Task to carry out:
In the review of Screeching Weasel's album below, how long has it been since the band's last release?

**** Document passage ****

Screeching Weasel

First World Manifesto

Written by: PP on 22/03/2011 06:19:24

Perhaps one of the most iconic pop punk bands of the previous generation, Screeching Weasel are much cherished by the older generation for the wealth of classic albums and seminal tracks they released throughout the 90s. They released eleven albums worth of songs that influenced dozens upon dozens of bands you probably listen to today from the newer generation of bands in the genre. It has been eleven long years since the last Weasel release, so if should you not be familiar with the bands output other than the infamous "Cool Kids" song, you'll be forgiven. But not if you won't check out their twelfth studio album "First World Manifesto", a glorious reminder of what pop punk used to sound like before the likes of All Time Low, Hit The Lights, Fall Out Boy (etc) poisoned it with an overload on pop at all fronts, musical and image-wise. That's not to imply they aren't good bands in their own right, just that they changed the face of pop punk forever.

You see image, trends and fads are probably the last thing that come to mind when listening to a Screeching Weasel record. There's simply no space nor need for such artificial ways to inflate your bands fame when almost every song they write fits the definition of pop punk brilliance. Their music is best characterized by great, fun melodies that are as infectiously catchy as they are high tempo, all the while keeping feet firmly grounded. The music is wholly un-pretentious and un-polished, though not in the raw sense, merely without production gimmicks or vibes of grandeur songwriting. By that description, the songs should fall within rather ordinary melodic punk, but with Ben Weasel's snotty, no-frills vocal approach and irresistible choruses, they are elevated to a much higher level.

**** Source material ****

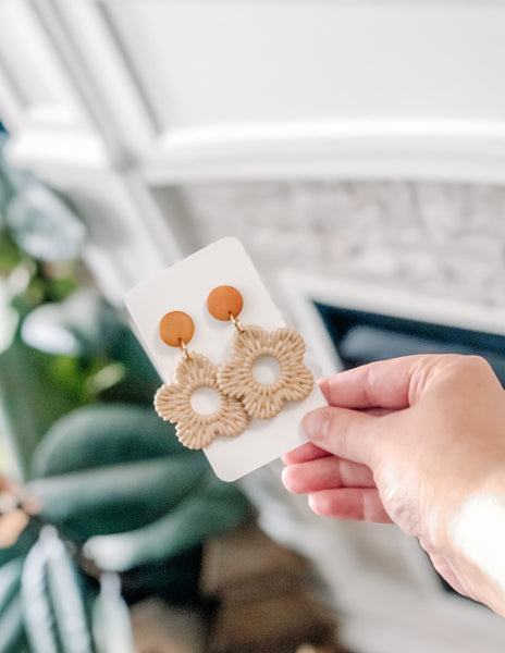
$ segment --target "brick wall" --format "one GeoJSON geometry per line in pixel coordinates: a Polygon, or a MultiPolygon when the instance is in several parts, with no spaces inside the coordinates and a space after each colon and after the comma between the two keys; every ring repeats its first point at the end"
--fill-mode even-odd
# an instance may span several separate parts
{"type": "Polygon", "coordinates": [[[505,300],[505,187],[434,183],[237,183],[180,189],[195,246],[243,241],[267,282],[278,267],[505,300]]]}

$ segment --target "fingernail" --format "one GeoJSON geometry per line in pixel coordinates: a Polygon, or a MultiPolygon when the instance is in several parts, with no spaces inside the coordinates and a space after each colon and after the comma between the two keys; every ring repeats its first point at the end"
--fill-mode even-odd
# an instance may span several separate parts
{"type": "Polygon", "coordinates": [[[329,385],[329,378],[328,377],[323,377],[322,379],[318,379],[318,385],[319,385],[319,390],[322,392],[322,394],[324,395],[327,402],[328,402],[328,385],[329,385]]]}
{"type": "Polygon", "coordinates": [[[307,412],[301,421],[304,431],[311,442],[324,442],[327,439],[329,418],[324,408],[307,412]]]}

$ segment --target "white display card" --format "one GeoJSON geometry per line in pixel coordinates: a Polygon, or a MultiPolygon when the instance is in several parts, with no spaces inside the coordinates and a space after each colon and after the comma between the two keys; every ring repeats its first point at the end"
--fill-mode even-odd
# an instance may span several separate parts
{"type": "MultiPolygon", "coordinates": [[[[207,309],[209,293],[220,285],[234,286],[242,294],[243,324],[257,324],[269,331],[286,325],[243,245],[236,238],[218,241],[139,283],[126,296],[143,345],[164,382],[172,380],[181,358],[180,349],[165,345],[158,331],[161,318],[170,311],[184,311],[195,323],[195,334],[187,346],[189,354],[198,352],[214,364],[231,357],[230,342],[235,328],[231,322],[214,319],[207,309]]],[[[266,377],[269,373],[270,370],[264,370],[266,377]]],[[[205,392],[200,399],[205,403],[205,392]]],[[[193,398],[192,404],[196,408],[193,398]]],[[[220,479],[234,481],[306,442],[301,418],[308,410],[324,405],[325,399],[315,383],[305,401],[286,403],[276,417],[251,419],[237,438],[215,439],[205,449],[207,458],[220,479]]]]}

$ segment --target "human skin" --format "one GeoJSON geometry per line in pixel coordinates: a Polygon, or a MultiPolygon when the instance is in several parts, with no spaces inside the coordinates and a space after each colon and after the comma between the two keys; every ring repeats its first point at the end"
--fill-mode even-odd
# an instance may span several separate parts
{"type": "Polygon", "coordinates": [[[286,489],[318,515],[396,523],[456,591],[505,616],[503,565],[479,544],[505,556],[505,391],[488,362],[408,356],[320,387],[329,406],[305,416],[309,442],[283,457],[286,489]],[[477,519],[482,502],[494,513],[477,519]]]}

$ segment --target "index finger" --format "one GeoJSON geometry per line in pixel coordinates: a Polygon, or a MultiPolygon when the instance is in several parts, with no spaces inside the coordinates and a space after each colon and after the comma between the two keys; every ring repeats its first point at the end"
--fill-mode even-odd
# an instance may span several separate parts
{"type": "Polygon", "coordinates": [[[411,405],[412,383],[430,355],[378,360],[319,381],[330,406],[401,409],[411,405]]]}

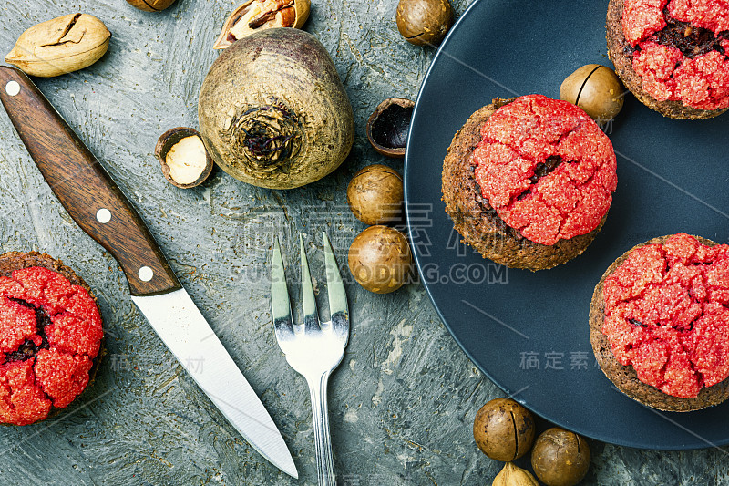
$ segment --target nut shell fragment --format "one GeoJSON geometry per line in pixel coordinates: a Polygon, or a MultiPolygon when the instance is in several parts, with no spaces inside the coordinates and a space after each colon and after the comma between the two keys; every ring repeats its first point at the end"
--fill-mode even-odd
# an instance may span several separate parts
{"type": "Polygon", "coordinates": [[[127,0],[130,5],[145,12],[161,12],[175,3],[175,0],[127,0]]]}
{"type": "Polygon", "coordinates": [[[301,28],[309,18],[310,0],[246,0],[225,19],[213,49],[224,49],[259,30],[301,28]]]}
{"type": "Polygon", "coordinates": [[[178,127],[164,132],[157,141],[154,153],[165,179],[179,188],[199,186],[212,171],[212,159],[194,129],[178,127]]]}
{"type": "Polygon", "coordinates": [[[26,74],[50,78],[97,62],[108,48],[111,33],[88,14],[69,14],[36,24],[20,35],[5,62],[26,74]]]}
{"type": "Polygon", "coordinates": [[[367,140],[377,153],[402,159],[415,103],[405,98],[388,98],[367,119],[367,140]]]}

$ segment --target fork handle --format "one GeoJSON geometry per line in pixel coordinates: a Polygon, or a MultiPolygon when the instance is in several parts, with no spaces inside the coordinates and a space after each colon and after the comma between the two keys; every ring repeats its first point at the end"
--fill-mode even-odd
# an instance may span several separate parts
{"type": "Polygon", "coordinates": [[[319,486],[336,486],[334,464],[332,460],[332,437],[329,434],[329,414],[326,406],[326,388],[329,372],[309,382],[309,394],[312,398],[312,417],[313,421],[313,439],[316,443],[316,472],[319,486]]]}

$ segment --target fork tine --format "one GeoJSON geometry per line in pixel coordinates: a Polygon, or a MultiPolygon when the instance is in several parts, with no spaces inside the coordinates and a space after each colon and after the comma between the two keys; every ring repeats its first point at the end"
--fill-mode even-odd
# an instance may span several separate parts
{"type": "Polygon", "coordinates": [[[329,295],[329,314],[332,320],[334,315],[341,315],[344,319],[349,319],[347,309],[347,295],[344,292],[344,284],[342,282],[342,274],[339,273],[339,266],[334,259],[334,252],[329,237],[324,234],[324,263],[326,264],[326,291],[329,295]]]}
{"type": "Polygon", "coordinates": [[[273,240],[273,256],[271,263],[271,310],[277,335],[282,326],[291,328],[291,301],[278,237],[273,240]]]}
{"type": "Polygon", "coordinates": [[[303,236],[299,233],[299,245],[301,246],[302,257],[302,305],[303,307],[303,324],[305,329],[311,326],[319,326],[319,313],[316,311],[316,299],[313,296],[313,286],[312,285],[312,274],[309,273],[309,261],[306,259],[306,251],[303,248],[303,236]]]}

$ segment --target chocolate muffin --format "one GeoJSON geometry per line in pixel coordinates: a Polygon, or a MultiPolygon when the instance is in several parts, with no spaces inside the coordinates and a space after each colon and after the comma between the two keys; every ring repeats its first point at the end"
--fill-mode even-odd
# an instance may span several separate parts
{"type": "Polygon", "coordinates": [[[729,245],[685,233],[618,258],[590,308],[598,364],[624,394],[685,412],[729,398],[729,245]]]}
{"type": "Polygon", "coordinates": [[[608,54],[622,83],[674,119],[729,109],[729,15],[721,0],[611,0],[608,54]]]}
{"type": "Polygon", "coordinates": [[[0,255],[0,423],[67,407],[93,379],[101,315],[88,285],[46,254],[0,255]]]}
{"type": "Polygon", "coordinates": [[[494,99],[453,138],[443,201],[463,241],[484,257],[547,269],[595,238],[615,169],[612,144],[582,109],[541,95],[494,99]]]}

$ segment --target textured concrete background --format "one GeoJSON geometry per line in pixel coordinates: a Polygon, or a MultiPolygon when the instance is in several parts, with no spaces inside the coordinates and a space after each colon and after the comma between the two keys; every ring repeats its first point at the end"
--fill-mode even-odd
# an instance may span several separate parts
{"type": "MultiPolygon", "coordinates": [[[[364,228],[345,207],[351,176],[375,162],[402,171],[401,162],[369,147],[364,130],[383,98],[415,99],[434,55],[400,37],[396,3],[313,2],[306,30],[334,59],[357,138],[334,174],[290,191],[254,188],[220,171],[202,187],[178,190],[152,155],[161,132],[197,126],[198,91],[217,57],[210,46],[232,2],[179,0],[161,14],[123,0],[11,0],[0,7],[4,52],[30,26],[77,11],[97,16],[113,33],[98,64],[37,84],[137,206],[261,396],[293,454],[297,484],[316,483],[308,389],[286,365],[271,328],[267,249],[278,234],[295,262],[293,236],[303,232],[314,276],[321,277],[319,232],[330,233],[344,263],[364,228]]],[[[460,14],[468,3],[454,6],[460,14]]],[[[289,484],[175,362],[129,301],[116,262],[70,220],[4,114],[0,136],[2,250],[40,250],[75,267],[98,296],[109,353],[93,387],[57,420],[3,429],[3,482],[289,484]]],[[[501,391],[463,355],[419,285],[374,295],[349,284],[347,292],[350,345],[329,396],[340,483],[490,483],[500,464],[477,449],[471,426],[481,405],[501,391]]],[[[584,484],[729,484],[723,450],[591,446],[584,484]]]]}

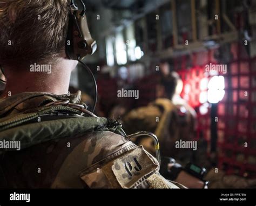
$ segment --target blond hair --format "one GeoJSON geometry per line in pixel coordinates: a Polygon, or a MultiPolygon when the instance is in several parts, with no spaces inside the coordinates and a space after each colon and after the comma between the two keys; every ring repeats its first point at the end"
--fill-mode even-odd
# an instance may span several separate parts
{"type": "Polygon", "coordinates": [[[0,65],[47,60],[65,46],[69,0],[0,0],[0,65]]]}

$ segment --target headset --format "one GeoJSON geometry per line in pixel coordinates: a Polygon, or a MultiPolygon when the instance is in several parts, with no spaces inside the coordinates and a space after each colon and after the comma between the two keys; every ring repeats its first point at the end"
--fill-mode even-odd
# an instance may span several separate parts
{"type": "Polygon", "coordinates": [[[91,111],[93,113],[98,97],[96,81],[91,70],[82,60],[87,54],[94,53],[97,49],[97,44],[92,39],[88,28],[84,2],[85,0],[71,1],[65,51],[69,58],[78,60],[93,79],[95,85],[94,104],[91,111]]]}

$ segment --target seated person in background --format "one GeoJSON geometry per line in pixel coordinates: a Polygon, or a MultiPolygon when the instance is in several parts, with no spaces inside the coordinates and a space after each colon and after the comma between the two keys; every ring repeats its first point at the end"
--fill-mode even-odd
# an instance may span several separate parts
{"type": "MultiPolygon", "coordinates": [[[[132,110],[123,120],[128,134],[140,130],[153,132],[159,140],[162,155],[186,163],[190,161],[191,150],[176,148],[175,143],[193,139],[196,113],[180,98],[182,87],[182,81],[176,72],[163,75],[156,86],[157,99],[147,106],[132,110]]],[[[140,138],[136,143],[154,154],[150,138],[140,138]]]]}

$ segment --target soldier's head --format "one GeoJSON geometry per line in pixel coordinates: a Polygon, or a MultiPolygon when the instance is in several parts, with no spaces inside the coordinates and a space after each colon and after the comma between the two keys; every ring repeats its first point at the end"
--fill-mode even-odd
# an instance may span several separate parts
{"type": "Polygon", "coordinates": [[[157,85],[157,98],[172,99],[174,94],[180,94],[183,87],[183,81],[178,73],[171,72],[167,75],[162,75],[157,85]]]}
{"type": "Polygon", "coordinates": [[[65,52],[69,4],[69,0],[0,0],[0,65],[7,86],[17,77],[42,81],[55,76],[57,84],[69,77],[77,63],[65,52]]]}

****

Response for this exercise:
Eleven years.